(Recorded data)
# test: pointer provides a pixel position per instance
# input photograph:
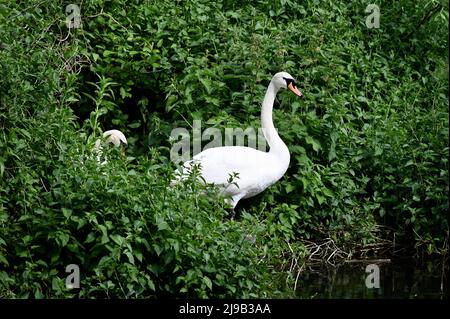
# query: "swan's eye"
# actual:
(289, 81)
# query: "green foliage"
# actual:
(368, 141)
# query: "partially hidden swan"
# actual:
(114, 137)
(256, 170)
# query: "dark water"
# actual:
(404, 278)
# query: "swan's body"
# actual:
(115, 137)
(256, 170)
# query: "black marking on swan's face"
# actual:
(289, 81)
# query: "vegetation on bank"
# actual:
(368, 141)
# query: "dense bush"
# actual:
(368, 142)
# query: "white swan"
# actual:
(115, 137)
(256, 170)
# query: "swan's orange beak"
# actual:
(294, 89)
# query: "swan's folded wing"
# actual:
(217, 164)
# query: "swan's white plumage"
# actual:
(256, 170)
(114, 137)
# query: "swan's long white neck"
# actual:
(276, 144)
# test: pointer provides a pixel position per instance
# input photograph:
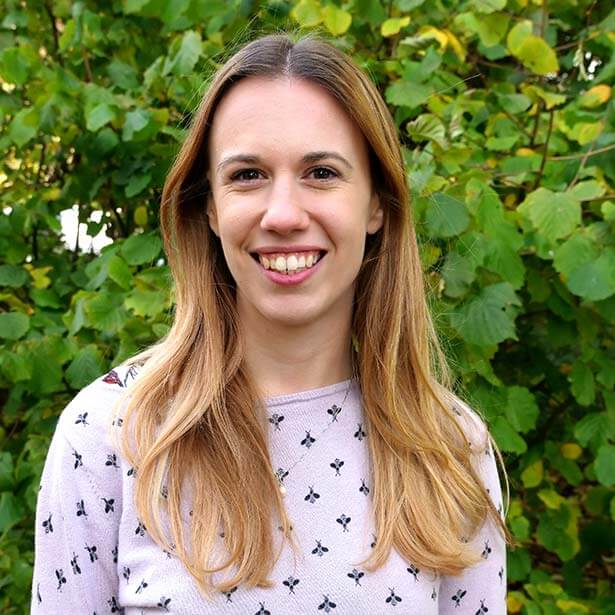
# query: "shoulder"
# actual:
(92, 414)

TASK: Could you write out all of the lines above again, substituting "label" for every "query" and changing nothing else? Leave the pictures out of your answer.

THE RESULT:
# test: pointer provides a pixel position per instance
# input photograph:
# label: "swan's eye"
# actual:
(289, 81)
# label: "green foliage"
# actual:
(368, 141)
# label: "partially hidden swan"
# actual:
(114, 137)
(256, 170)
# label: "dark water"
# actual:
(404, 278)
# label: "swan's body"
# actual:
(115, 137)
(256, 170)
# label: "black marking on swan's face"
# actual:
(289, 81)
# label: "vegetation on bank"
# actual:
(368, 141)
# label: "dense bush"
# actual:
(368, 142)
# label: "white swan"
# actual:
(115, 137)
(256, 170)
# label: "swan's orange beak"
# actual:
(294, 89)
# label: "swan's folded wing"
# actual:
(217, 164)
# label: "swan's white plumage"
# actual:
(256, 170)
(114, 137)
# label: "swan's long white neck"
# actual:
(276, 144)
# test: pointer provides a pixel position per instance
# input photograph:
# label: "shoulder"
# actual:
(92, 414)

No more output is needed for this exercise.